本文抜粋:

日本人が縄文時代の初めから使い続けて来た「麻」の代表格は「大麻」と「苧麻」である。この二つの麻は、特に、糸や布になってしまうとほとんど見分けがつかない。そのせいか、文献に表れる「麻」が大麻なのか苧麻なのか、明確に区別されていない事も多い。しかし、実際に、糸にし布に織る過程では、それぞれの繊維に応じた使い分けが明確にされているので、その違いは十分に認識されていたはずである。

江戸時代、苧麻を素材にした「奈良晒」と「木津晒」、大麻を素材とした「しろ高宮」は、それぞれの特徴を生かしつつ、互いに凌ぎを削った事だろう。共通点も多いが「しろ高宮」の最大の特徴は、その柔らかさにある。大麻布は堅いイメージが強いが、江戸時代の川晒は“灰汁で炊き、繊維間の膠着物を落として、川で濯ぎ、天日に晒す事を繰り返した。”大麻は繊維同士の結束力が強いので、一旦、それが外れてしまうと、急速に柔らかくなる。麻は、どれも、砧・染・着用等により次第に柔らかくなっていくが、苧麻布と比べてみると、大麻布の柔らかさが際立って感じられる。


経糸:大麻、緯糸:大麻(倍率20倍)

画像の布は、経糸・緯糸共に大麻である。時代も朱印等も不明なので、それと特定は出来ないが、素材と糸の細さから「しろ高宮」の可能性が高いと思われる。

高宮布の大麻繊維は、強さを求められる経糸には強靭な地元産を、緯糸には艶の良い上州産を買い入れたという。“奈良よりも、まだまさりていろ白く、糸ほそく光あって見事なるものなり。“也来の記述は、この繊維の使い分けによるのだろう。この白く和らかい麻布が、当時の人々の心を捉えた事は想像に難くない。

やること:
**1)** 本文によると、高宮布の経糸にはどこで採れた大麻繊維が使われましたか。
**2)** 本文に書かれている江戸時代の川晒の工程を、順にすべて挙げてください。
**3)** 本文の「日本人が縄文時代の初めから使」から「経糸:大麻、緯糸:大麻(倍率20倍)」までを、一字一句変えずに書き写してください。

[名前の付いた物の位置に関する項目]
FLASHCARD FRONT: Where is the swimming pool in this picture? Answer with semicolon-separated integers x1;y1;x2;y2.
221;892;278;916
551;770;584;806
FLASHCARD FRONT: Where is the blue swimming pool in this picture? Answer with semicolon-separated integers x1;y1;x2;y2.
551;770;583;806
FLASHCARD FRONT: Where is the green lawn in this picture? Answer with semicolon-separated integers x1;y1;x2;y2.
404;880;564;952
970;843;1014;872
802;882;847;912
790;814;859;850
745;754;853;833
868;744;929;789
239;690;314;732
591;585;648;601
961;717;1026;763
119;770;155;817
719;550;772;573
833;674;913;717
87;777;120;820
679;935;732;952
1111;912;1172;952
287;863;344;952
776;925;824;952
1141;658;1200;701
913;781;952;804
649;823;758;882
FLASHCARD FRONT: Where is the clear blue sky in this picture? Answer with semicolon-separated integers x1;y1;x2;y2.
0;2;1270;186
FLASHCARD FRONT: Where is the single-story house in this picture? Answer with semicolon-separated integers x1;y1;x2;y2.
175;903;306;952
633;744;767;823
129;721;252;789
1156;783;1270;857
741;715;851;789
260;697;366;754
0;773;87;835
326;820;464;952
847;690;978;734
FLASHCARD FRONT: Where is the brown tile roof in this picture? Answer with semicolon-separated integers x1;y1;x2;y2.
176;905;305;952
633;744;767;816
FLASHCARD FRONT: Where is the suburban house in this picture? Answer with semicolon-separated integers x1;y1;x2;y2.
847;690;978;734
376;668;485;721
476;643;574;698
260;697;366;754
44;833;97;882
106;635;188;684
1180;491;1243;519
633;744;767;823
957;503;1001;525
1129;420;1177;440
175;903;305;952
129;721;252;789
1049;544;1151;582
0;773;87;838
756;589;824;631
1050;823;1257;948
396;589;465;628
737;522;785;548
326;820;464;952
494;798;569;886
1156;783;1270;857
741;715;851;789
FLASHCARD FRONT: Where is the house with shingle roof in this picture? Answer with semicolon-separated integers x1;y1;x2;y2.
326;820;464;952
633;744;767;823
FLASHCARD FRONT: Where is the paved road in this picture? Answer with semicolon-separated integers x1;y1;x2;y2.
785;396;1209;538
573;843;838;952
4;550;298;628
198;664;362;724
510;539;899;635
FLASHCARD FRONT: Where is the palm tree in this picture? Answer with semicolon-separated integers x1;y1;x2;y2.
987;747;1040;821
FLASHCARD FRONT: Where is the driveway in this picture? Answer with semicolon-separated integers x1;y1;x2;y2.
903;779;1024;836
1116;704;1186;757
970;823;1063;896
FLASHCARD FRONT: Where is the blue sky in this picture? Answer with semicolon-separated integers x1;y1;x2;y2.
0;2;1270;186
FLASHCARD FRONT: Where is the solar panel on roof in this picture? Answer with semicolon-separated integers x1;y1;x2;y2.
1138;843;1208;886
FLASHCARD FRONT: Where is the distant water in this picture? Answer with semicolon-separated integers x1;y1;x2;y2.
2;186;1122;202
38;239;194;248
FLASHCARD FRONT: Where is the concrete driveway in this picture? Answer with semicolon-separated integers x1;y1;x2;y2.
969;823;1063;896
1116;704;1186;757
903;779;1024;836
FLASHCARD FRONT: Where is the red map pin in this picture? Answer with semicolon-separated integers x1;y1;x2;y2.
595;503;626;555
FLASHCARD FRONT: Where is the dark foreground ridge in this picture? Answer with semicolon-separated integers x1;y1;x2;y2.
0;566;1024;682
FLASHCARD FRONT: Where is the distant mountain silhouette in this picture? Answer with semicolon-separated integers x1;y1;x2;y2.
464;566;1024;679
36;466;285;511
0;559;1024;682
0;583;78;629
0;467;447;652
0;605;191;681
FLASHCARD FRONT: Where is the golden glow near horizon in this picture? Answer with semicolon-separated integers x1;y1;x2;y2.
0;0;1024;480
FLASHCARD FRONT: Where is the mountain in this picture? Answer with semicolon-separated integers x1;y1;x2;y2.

解答:
**1)** 強靭な地元産の大麻繊維です。

**2)**
灰汁で炊く
繊維間の膠着物を落とす
川で濯ぐ
天日に晒す

**3)**
日本人が縄文時代の初めから使い続けて来た「麻」の代表格は「大麻」と「苧麻」である。この二つの麻は、特に、糸や布になってしまうとほとんど見分けがつかない。そのせいか、文献に表れる「麻」が大麻なのか苧麻なのか、明確に区別されていない事も多い。しかし、実際に、糸にし布に織る過程では、それぞれの繊維に応じた使い分けが明確にされているので、その違いは十分に認識されていたはずである。

江戸時代、苧麻を素材にした「奈良晒」と「木津晒」、大麻を素材とした「しろ高宮」は、それぞれの特徴を生かしつつ、互いに凌ぎを削った事だろう。共通点も多いが「しろ高宮」の最大の特徴は、その柔らかさにある。大麻布は堅いイメージが強いが、江戸時代の川晒は“灰汁で炊き、繊維間の膠着物を落として、川で濯ぎ、天日に晒す事を繰り返した。”大麻は繊維同士の結束力が強いので、一旦、それが外れてしまうと、急速に柔らかくなる。麻は、どれも、砧・染・着用等により次第に柔らかくなっていくが、苧麻布と比べてみると、大麻布の柔らかさが際立って感じられる。


経糸:大麻、緯糸:大麻(倍率20倍)